(Stored data)
►

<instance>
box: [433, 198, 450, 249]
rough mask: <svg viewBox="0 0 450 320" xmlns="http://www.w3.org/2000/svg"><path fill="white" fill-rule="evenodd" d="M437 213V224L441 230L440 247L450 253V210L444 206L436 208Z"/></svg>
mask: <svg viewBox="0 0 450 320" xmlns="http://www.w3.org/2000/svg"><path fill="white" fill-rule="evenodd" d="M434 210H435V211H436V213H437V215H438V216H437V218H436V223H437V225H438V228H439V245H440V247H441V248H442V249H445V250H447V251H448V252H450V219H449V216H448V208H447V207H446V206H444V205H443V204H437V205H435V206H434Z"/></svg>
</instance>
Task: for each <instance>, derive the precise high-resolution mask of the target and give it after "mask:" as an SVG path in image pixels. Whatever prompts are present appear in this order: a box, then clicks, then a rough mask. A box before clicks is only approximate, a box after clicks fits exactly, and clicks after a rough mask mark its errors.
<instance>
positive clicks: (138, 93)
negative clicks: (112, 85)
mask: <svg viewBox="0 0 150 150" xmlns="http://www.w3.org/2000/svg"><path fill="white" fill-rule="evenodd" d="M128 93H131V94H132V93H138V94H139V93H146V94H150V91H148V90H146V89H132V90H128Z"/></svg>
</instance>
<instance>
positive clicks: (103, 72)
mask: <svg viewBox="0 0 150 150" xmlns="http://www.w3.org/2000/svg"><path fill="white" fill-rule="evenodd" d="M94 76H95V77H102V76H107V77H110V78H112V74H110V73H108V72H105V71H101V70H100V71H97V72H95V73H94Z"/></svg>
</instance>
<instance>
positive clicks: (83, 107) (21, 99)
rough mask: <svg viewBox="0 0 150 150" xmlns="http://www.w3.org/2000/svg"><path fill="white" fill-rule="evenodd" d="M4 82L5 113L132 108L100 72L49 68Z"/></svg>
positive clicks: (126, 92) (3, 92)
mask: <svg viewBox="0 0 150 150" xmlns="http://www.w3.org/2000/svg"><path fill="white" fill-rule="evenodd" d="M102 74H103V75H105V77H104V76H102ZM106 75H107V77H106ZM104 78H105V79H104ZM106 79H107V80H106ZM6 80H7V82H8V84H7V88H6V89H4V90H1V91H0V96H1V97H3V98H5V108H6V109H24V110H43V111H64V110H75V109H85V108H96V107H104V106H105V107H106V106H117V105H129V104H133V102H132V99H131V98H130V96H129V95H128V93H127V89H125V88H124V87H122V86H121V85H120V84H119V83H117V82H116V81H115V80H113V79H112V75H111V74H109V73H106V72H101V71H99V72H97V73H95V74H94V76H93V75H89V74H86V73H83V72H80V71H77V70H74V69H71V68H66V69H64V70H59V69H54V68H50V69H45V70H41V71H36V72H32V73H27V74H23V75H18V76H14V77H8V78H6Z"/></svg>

◄

Exact reproduction of every entry is needed.

== Finished exercise ==
<instance>
box: [433, 198, 450, 249]
rough mask: <svg viewBox="0 0 450 320" xmlns="http://www.w3.org/2000/svg"><path fill="white" fill-rule="evenodd" d="M437 213V224L441 230L440 247L450 253V210L444 206L436 208Z"/></svg>
mask: <svg viewBox="0 0 450 320" xmlns="http://www.w3.org/2000/svg"><path fill="white" fill-rule="evenodd" d="M434 210H435V211H436V213H437V215H438V216H437V218H436V223H437V225H438V228H439V245H440V247H441V248H442V249H445V250H447V251H448V252H450V219H449V216H448V208H447V207H446V206H444V205H443V204H437V205H435V206H434Z"/></svg>
</instance>
Task: for each <instance>, derive the precise high-resolution mask of the target and give it after "mask:" as an SVG path in image pixels. Whatever prompts are present appear in this order: a box, then clicks, then a rough mask. A box before clicks is only approximate, a box after clicks fits exactly, and clicks after a rough mask mark its errors.
<instance>
positive clicks: (138, 93)
negative clicks: (112, 85)
mask: <svg viewBox="0 0 150 150" xmlns="http://www.w3.org/2000/svg"><path fill="white" fill-rule="evenodd" d="M128 93H131V94H132V93H138V94H139V93H146V94H150V91H148V90H146V89H132V90H128Z"/></svg>
</instance>
<instance>
positive clicks: (103, 72)
mask: <svg viewBox="0 0 150 150" xmlns="http://www.w3.org/2000/svg"><path fill="white" fill-rule="evenodd" d="M94 76H95V77H102V76H107V77H110V78H112V74H110V73H108V72H105V71H101V70H100V71H97V72H95V73H94Z"/></svg>
</instance>
<instance>
positive clicks: (83, 107) (21, 99)
rough mask: <svg viewBox="0 0 150 150" xmlns="http://www.w3.org/2000/svg"><path fill="white" fill-rule="evenodd" d="M4 82L5 113L132 108L100 72L49 68Z"/></svg>
positive clicks: (126, 92) (3, 92)
mask: <svg viewBox="0 0 150 150" xmlns="http://www.w3.org/2000/svg"><path fill="white" fill-rule="evenodd" d="M102 74H103V75H105V77H104V76H102ZM106 75H107V77H106ZM104 78H105V79H104ZM106 79H107V80H106ZM6 80H7V82H8V84H7V88H6V89H4V90H1V91H0V96H1V97H3V98H5V108H6V109H24V110H43V111H64V110H75V109H85V108H96V107H104V106H105V107H106V106H117V105H129V104H133V102H132V99H131V98H130V96H129V95H128V93H127V89H125V88H124V87H122V86H121V85H120V84H119V83H117V82H116V81H115V80H113V79H112V75H111V74H109V73H106V72H101V71H99V72H97V73H95V74H94V76H93V75H89V74H86V73H83V72H80V71H77V70H74V69H71V68H66V69H64V70H59V69H54V68H50V69H45V70H41V71H36V72H32V73H27V74H23V75H18V76H14V77H8V78H6Z"/></svg>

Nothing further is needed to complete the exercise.